Determine how many lines in the entries below contain the string "wall", and reply with that number alone.

╭──

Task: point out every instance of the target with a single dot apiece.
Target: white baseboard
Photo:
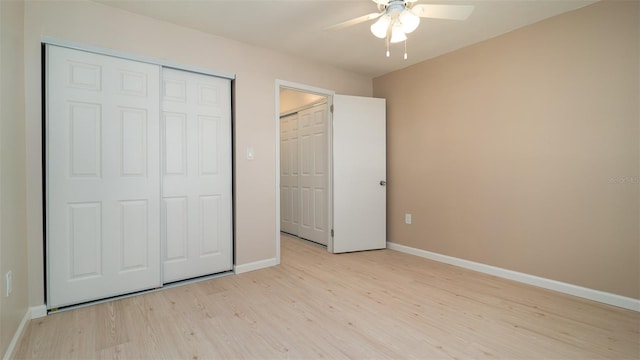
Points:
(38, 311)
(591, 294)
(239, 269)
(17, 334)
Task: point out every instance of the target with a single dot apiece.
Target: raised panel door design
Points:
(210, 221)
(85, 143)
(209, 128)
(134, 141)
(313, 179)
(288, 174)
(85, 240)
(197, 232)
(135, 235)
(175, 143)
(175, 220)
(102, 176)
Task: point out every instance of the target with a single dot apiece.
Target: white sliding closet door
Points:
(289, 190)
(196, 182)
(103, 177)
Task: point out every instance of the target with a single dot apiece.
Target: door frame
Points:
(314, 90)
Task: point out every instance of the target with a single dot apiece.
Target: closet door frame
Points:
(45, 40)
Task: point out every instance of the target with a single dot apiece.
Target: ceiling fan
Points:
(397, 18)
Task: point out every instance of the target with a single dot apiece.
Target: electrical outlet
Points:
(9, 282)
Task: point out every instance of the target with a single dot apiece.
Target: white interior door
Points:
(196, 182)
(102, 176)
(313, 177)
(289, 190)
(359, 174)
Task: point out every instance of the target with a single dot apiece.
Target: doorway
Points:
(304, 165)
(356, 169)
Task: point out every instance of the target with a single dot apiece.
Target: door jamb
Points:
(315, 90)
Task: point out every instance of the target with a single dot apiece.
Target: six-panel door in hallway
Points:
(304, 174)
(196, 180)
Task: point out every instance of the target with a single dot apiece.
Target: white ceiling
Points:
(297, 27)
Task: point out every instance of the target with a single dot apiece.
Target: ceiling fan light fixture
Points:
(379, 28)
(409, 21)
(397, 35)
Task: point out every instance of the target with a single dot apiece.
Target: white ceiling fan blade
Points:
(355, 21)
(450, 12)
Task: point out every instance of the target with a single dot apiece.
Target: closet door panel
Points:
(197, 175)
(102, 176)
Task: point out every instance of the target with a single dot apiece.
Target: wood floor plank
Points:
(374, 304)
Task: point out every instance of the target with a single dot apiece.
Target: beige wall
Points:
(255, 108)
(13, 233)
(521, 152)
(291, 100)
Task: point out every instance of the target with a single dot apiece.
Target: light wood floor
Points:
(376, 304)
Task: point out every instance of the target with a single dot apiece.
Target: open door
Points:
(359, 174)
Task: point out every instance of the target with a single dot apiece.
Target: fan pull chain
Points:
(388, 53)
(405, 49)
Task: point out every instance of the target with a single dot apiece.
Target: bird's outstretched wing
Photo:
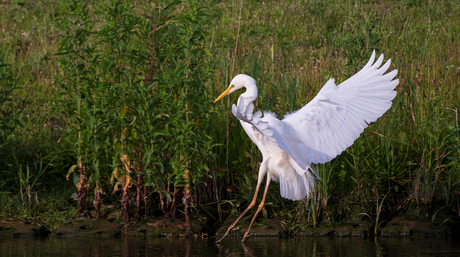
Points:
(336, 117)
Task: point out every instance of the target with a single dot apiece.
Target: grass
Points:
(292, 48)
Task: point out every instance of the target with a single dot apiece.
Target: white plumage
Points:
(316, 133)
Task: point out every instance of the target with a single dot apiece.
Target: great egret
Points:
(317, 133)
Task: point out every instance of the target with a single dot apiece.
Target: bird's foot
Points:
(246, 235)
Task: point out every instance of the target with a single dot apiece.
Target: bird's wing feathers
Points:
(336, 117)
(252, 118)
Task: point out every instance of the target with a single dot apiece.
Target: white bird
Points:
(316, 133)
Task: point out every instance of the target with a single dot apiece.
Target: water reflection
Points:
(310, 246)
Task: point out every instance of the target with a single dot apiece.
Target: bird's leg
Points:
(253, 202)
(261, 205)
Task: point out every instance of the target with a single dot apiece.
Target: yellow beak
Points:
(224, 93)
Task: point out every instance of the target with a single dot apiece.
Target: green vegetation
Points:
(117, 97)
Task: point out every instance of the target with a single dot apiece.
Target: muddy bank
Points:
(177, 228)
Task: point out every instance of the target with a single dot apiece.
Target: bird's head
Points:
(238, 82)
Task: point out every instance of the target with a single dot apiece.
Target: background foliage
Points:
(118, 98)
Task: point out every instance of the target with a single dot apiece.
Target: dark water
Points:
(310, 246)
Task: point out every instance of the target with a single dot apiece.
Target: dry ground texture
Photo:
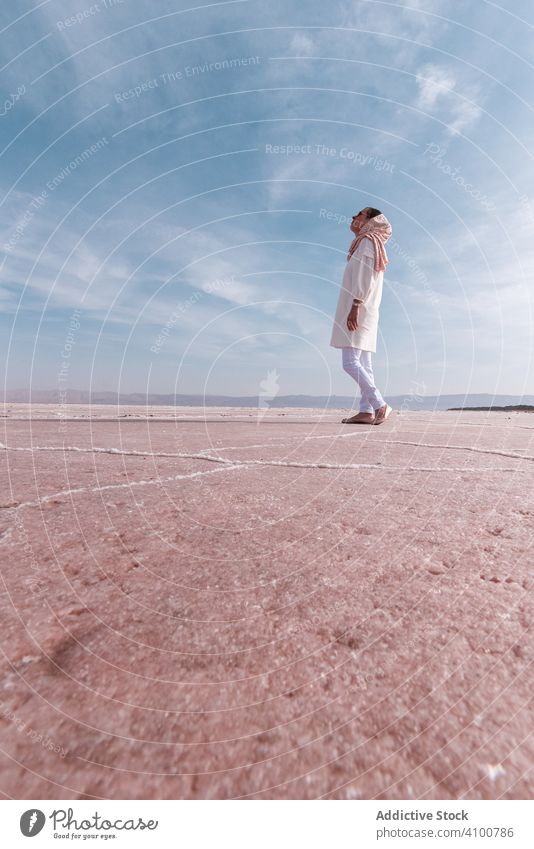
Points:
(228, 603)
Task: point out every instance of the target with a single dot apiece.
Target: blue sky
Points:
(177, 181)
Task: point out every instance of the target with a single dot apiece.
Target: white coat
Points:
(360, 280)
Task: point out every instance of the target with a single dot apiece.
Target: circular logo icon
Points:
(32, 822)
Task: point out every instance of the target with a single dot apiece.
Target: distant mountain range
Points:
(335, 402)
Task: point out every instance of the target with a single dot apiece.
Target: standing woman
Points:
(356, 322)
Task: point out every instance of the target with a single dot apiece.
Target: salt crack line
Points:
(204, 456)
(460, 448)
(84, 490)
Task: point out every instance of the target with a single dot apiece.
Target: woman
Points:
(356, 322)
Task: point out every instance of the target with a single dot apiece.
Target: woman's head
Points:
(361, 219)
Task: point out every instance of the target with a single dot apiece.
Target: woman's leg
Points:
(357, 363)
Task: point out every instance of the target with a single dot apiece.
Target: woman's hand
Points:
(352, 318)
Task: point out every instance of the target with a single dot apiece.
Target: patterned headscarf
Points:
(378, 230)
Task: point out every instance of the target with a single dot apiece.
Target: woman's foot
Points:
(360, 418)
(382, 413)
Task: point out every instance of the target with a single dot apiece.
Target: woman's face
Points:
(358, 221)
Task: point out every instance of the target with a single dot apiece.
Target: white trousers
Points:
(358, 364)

╰──
╭──

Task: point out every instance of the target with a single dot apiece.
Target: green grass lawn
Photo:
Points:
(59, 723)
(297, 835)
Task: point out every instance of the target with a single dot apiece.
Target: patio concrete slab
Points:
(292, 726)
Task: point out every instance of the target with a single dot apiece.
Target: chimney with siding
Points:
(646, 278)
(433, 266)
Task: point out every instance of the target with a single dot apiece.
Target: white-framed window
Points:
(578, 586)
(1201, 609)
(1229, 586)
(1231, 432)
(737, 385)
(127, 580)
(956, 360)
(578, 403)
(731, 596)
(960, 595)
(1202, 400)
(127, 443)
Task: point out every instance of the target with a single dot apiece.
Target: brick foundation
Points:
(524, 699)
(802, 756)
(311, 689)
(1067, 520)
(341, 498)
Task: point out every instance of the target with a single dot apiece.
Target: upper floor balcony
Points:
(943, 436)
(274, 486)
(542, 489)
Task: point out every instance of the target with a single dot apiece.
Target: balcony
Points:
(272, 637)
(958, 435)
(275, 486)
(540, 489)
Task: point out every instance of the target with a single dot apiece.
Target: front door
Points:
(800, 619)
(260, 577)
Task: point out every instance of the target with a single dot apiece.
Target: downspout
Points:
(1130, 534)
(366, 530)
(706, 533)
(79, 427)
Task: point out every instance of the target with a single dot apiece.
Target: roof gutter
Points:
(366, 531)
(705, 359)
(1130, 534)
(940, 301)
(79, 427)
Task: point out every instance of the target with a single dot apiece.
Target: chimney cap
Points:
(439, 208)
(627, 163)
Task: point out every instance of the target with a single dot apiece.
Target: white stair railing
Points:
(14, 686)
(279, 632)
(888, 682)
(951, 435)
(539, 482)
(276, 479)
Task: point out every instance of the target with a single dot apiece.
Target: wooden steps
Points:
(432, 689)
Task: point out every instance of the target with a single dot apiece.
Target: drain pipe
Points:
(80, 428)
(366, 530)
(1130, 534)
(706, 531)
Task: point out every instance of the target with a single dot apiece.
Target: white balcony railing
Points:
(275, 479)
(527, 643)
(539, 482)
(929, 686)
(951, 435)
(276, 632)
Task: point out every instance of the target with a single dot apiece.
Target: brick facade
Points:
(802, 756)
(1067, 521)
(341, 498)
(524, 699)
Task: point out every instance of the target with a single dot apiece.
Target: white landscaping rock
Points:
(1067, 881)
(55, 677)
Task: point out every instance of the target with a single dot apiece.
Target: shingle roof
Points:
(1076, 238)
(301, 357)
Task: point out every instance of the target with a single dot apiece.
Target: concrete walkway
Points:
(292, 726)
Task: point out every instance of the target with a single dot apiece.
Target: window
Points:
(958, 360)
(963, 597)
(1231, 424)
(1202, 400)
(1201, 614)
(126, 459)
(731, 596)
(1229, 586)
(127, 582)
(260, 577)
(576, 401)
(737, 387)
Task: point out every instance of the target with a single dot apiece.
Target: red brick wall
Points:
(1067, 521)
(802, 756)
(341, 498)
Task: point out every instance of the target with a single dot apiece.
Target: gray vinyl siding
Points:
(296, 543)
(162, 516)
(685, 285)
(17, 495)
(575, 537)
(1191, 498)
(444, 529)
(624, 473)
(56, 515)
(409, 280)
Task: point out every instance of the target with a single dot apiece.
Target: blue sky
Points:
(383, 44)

╰──

** Finished task **
2